To do: Below are some entries. Output each one exactly as it appears.

Provided records:
──────
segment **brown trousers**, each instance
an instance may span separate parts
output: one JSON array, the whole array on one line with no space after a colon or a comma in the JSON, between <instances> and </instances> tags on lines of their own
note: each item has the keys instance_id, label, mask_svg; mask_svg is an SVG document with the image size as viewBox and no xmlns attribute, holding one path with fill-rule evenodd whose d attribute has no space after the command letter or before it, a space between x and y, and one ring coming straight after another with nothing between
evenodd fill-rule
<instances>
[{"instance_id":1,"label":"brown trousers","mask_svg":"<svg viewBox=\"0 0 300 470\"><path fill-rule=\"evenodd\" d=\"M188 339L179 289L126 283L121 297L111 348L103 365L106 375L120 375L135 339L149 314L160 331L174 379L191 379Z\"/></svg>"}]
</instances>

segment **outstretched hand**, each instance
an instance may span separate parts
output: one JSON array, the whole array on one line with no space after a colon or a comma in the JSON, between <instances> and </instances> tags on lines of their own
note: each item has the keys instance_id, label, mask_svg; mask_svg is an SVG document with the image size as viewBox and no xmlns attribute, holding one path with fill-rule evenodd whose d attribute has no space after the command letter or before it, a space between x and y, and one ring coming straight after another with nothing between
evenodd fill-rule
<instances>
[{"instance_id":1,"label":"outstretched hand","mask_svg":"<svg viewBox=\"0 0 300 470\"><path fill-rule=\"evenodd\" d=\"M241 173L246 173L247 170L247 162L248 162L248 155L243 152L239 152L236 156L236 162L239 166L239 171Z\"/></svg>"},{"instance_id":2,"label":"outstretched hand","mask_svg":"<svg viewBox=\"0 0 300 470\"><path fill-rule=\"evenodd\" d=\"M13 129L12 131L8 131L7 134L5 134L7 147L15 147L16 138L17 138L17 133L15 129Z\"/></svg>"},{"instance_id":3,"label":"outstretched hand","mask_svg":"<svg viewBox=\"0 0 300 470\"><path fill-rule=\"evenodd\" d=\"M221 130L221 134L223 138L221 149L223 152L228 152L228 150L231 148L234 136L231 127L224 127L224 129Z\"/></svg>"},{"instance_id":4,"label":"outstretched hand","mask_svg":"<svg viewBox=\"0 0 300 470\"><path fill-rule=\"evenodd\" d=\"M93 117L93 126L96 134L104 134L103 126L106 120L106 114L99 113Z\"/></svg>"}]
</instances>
──────
Exercise solution:
segment **brown trousers**, each instance
an instance may span separate parts
output: one JSON array, the whole array on one line with no space after a colon or a comma in the JSON, between <instances> and </instances> tags on lines of their own
note: each item has the keys instance_id, label, mask_svg; mask_svg is an SVG document with the image size as viewBox and no xmlns attribute, holding one path with fill-rule evenodd whose d attribute has no space after the command letter or before it, a space between x and y, and one ring coming straight after another with nothing between
evenodd fill-rule
<instances>
[{"instance_id":1,"label":"brown trousers","mask_svg":"<svg viewBox=\"0 0 300 470\"><path fill-rule=\"evenodd\" d=\"M188 339L179 289L126 283L121 297L111 348L103 365L106 375L120 375L135 339L149 314L160 331L174 379L191 379Z\"/></svg>"}]
</instances>

segment **outstretched hand**, each instance
an instance may span separate parts
output: one JSON array, the whole array on one line with no space after a colon or a comma in the JSON, between <instances> and </instances> tags on lines of their own
note: each item has the keys instance_id, label, mask_svg; mask_svg is an SVG document with the image size as viewBox and no xmlns attribute, holding one path with fill-rule evenodd whose d attribute has no space after the command letter or before it, a space between x and y, and one ring coming straight after another with nothing between
evenodd fill-rule
<instances>
[{"instance_id":1,"label":"outstretched hand","mask_svg":"<svg viewBox=\"0 0 300 470\"><path fill-rule=\"evenodd\" d=\"M241 173L246 173L247 170L247 162L248 162L248 155L243 152L239 152L236 156L236 162L239 166L239 171Z\"/></svg>"},{"instance_id":2,"label":"outstretched hand","mask_svg":"<svg viewBox=\"0 0 300 470\"><path fill-rule=\"evenodd\" d=\"M13 129L12 131L8 131L7 134L5 134L7 147L15 147L16 138L17 138L17 133L15 129Z\"/></svg>"},{"instance_id":3,"label":"outstretched hand","mask_svg":"<svg viewBox=\"0 0 300 470\"><path fill-rule=\"evenodd\" d=\"M221 130L221 134L223 138L221 149L223 152L228 152L228 150L231 148L234 136L231 127L224 127L224 129Z\"/></svg>"},{"instance_id":4,"label":"outstretched hand","mask_svg":"<svg viewBox=\"0 0 300 470\"><path fill-rule=\"evenodd\" d=\"M93 117L93 126L96 134L104 134L103 126L106 120L106 114L99 113Z\"/></svg>"}]
</instances>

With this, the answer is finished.